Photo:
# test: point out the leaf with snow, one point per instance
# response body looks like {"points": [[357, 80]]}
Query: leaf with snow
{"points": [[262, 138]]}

================================

What you need to do
In the lines above, swap every "leaf with snow" for "leaf with frost" and give the lines again with nothing else changed.

Finished exercise
Photo:
# test: point out the leaf with frost, one point per instance
# response body looks like {"points": [[357, 80]]}
Query: leaf with frost
{"points": [[262, 138]]}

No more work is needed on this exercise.